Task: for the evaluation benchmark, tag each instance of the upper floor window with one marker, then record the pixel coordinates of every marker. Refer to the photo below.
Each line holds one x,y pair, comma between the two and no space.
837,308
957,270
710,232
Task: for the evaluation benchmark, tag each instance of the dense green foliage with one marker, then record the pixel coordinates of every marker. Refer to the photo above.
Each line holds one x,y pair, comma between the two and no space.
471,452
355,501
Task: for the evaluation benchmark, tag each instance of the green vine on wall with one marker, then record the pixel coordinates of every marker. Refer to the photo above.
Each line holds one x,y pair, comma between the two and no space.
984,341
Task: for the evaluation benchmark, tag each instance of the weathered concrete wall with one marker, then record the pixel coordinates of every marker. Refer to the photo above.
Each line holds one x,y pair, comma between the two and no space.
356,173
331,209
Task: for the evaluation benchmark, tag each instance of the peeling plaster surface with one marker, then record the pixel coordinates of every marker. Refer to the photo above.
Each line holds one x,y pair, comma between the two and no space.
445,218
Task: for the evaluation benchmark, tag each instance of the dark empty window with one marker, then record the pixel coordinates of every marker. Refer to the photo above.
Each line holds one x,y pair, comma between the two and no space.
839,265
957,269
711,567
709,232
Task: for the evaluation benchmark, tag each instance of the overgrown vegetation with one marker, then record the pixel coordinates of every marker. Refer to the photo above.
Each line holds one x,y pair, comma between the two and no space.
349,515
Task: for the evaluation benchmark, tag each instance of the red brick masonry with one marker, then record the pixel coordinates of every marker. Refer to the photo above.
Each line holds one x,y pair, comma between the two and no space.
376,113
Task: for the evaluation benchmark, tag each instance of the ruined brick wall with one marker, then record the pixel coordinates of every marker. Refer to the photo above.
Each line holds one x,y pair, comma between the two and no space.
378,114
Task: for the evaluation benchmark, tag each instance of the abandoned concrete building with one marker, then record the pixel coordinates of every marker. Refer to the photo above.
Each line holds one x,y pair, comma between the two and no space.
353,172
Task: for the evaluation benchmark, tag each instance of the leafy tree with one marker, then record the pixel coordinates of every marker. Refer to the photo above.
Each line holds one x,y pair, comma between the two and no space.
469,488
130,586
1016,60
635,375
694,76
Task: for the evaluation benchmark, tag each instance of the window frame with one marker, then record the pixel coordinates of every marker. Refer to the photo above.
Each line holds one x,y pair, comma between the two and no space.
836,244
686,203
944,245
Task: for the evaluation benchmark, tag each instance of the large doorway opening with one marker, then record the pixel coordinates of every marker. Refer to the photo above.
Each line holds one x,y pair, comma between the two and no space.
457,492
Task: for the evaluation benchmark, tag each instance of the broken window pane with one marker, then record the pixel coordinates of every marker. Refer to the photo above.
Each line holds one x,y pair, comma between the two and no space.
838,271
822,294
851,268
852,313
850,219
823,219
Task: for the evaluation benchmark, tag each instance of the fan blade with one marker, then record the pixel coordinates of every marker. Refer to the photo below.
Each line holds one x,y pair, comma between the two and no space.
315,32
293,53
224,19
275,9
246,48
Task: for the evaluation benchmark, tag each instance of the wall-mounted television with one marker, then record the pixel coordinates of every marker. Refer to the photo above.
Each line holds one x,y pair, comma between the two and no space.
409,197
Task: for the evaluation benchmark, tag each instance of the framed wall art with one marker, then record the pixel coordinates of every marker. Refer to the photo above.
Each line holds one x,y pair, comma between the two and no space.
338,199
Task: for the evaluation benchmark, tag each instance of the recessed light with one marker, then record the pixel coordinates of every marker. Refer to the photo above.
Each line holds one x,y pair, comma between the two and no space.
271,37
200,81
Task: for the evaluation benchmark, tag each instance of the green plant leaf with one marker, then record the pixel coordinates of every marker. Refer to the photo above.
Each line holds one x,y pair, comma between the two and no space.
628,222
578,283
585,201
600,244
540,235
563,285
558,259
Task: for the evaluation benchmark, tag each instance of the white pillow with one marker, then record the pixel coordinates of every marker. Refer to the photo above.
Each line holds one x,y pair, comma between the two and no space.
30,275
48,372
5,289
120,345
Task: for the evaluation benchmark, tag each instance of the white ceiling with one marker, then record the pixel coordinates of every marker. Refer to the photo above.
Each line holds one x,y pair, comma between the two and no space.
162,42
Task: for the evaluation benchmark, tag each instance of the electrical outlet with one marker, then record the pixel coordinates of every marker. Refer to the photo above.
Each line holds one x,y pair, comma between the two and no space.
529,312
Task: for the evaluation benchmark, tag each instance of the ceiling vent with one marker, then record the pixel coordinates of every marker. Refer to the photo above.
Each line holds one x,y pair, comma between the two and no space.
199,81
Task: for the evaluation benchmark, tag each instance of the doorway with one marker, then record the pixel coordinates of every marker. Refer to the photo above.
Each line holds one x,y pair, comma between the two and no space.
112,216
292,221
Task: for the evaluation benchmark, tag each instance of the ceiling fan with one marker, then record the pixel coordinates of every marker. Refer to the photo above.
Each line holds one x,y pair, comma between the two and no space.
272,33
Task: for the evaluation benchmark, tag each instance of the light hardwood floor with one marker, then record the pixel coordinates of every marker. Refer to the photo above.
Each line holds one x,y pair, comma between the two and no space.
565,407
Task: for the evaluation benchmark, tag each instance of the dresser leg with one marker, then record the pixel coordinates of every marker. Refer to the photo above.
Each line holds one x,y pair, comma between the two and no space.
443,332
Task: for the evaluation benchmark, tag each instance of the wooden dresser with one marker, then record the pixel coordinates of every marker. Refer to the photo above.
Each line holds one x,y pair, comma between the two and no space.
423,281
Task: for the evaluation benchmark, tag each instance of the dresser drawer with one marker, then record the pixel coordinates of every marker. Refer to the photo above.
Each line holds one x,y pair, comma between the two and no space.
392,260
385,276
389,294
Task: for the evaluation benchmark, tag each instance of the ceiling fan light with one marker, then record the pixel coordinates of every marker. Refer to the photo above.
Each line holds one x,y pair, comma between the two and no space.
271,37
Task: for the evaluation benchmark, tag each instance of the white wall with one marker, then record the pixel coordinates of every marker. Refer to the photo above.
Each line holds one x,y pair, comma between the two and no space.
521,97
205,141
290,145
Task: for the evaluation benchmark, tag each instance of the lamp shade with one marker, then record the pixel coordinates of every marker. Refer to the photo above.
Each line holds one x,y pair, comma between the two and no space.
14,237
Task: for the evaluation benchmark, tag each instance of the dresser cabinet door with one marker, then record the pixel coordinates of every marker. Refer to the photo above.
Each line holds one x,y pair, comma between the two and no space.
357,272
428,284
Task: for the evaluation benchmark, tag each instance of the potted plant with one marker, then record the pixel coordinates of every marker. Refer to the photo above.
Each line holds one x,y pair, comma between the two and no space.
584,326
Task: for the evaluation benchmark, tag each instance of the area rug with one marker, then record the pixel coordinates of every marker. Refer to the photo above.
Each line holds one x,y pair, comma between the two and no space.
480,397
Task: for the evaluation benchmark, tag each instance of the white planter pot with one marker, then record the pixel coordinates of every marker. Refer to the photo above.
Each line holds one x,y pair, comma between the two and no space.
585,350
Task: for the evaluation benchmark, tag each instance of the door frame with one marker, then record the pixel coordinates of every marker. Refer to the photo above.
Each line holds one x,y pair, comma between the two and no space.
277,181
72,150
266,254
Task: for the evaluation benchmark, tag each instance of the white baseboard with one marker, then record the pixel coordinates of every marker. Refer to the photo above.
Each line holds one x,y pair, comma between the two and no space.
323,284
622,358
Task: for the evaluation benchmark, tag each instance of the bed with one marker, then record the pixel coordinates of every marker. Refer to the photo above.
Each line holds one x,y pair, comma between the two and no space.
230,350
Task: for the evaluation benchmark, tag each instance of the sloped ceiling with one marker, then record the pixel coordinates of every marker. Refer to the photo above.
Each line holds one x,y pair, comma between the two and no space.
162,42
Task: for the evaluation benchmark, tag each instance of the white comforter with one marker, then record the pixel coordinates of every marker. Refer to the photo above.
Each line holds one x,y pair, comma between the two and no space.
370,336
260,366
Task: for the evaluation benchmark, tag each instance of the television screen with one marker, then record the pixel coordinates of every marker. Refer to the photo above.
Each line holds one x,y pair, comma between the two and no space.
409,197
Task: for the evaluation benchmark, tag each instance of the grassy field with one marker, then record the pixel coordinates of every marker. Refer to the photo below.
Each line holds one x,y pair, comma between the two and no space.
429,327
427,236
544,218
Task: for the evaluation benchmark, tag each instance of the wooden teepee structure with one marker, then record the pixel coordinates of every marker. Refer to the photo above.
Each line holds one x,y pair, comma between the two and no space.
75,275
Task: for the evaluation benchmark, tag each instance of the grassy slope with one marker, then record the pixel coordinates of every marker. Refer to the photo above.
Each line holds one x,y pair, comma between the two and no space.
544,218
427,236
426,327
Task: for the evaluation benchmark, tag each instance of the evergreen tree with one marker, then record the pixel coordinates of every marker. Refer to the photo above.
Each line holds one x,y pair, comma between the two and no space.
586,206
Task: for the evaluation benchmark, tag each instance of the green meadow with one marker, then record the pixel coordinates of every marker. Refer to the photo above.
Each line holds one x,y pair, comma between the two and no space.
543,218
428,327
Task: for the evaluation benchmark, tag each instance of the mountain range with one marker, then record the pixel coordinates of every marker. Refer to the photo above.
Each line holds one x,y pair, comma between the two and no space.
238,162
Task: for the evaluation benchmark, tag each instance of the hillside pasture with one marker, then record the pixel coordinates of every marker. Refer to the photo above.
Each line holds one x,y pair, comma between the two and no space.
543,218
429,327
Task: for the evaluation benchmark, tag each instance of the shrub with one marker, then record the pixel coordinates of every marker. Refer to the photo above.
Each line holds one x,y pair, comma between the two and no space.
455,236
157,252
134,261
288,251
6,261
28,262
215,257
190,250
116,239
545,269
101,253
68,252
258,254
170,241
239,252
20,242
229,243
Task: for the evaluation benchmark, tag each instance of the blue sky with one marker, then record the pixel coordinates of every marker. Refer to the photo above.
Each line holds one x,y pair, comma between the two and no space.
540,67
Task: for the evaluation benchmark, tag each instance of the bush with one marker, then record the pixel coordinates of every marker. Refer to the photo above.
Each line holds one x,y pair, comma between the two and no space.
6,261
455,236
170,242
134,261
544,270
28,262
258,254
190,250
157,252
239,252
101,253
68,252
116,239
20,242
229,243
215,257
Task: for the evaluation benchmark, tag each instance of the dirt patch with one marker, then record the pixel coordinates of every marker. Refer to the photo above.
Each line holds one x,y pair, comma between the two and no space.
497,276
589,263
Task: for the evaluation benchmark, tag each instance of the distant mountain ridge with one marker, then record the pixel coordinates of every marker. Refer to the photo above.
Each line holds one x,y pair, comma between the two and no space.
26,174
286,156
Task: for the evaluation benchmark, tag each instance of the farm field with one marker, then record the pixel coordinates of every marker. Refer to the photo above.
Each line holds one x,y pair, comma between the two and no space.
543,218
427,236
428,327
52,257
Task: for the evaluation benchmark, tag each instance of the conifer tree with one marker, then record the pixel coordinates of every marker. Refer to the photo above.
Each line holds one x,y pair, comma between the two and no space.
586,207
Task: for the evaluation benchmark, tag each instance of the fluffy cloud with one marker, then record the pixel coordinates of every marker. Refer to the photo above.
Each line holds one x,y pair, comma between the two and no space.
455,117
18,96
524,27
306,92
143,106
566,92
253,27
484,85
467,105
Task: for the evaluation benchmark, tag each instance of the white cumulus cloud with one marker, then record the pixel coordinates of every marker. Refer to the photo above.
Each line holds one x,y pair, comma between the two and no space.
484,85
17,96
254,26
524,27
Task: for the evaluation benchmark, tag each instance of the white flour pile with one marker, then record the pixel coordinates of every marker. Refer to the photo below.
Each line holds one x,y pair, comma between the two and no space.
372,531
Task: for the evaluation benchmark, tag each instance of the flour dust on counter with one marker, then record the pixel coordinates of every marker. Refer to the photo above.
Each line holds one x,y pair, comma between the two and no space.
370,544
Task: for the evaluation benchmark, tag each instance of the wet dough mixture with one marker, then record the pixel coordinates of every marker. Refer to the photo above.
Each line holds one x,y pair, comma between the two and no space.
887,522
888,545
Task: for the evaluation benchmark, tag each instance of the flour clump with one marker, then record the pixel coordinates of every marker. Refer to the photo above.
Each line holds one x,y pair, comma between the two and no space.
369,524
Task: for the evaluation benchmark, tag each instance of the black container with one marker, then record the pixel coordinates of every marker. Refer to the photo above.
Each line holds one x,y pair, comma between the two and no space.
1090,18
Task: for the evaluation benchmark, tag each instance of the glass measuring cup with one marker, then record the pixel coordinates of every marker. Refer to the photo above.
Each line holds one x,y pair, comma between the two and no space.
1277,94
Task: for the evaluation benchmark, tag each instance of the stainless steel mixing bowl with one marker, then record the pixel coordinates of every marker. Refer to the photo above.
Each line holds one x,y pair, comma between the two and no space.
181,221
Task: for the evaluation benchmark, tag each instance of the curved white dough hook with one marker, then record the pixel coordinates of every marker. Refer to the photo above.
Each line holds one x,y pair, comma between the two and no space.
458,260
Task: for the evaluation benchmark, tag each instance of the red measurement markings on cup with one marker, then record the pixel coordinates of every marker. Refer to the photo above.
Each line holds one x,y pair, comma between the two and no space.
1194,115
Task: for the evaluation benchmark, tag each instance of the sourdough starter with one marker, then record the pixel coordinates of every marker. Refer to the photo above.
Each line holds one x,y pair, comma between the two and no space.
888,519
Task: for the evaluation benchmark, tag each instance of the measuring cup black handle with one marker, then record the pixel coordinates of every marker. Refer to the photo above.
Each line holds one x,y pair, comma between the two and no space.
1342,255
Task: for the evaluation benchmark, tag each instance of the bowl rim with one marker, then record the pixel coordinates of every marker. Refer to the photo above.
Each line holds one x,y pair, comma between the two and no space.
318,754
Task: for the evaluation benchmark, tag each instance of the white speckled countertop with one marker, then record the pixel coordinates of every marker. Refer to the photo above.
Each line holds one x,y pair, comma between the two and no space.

------------------------------------

**REQUIREMENTS**
Only the lines from the one that contains "of the bowl" through the last line should be repeated, each exactly as it stands, with both ends included.

**WRITTEN SOLUTION**
Task: for the evaluation benchmark, tag each instance of the bowl rim with one marker, then record the pixel coordinates of every marker. Refer to the photo above.
Each line holds one x,y pair, comma between the two and no space.
318,754
Task: for the evaluation benchmark, tag each instance of the white speckled countertop with one marker, then record the pixel coordinates of every marker. Refer to the photo above.
Each line holds one x,y pair, comma between the two and no space.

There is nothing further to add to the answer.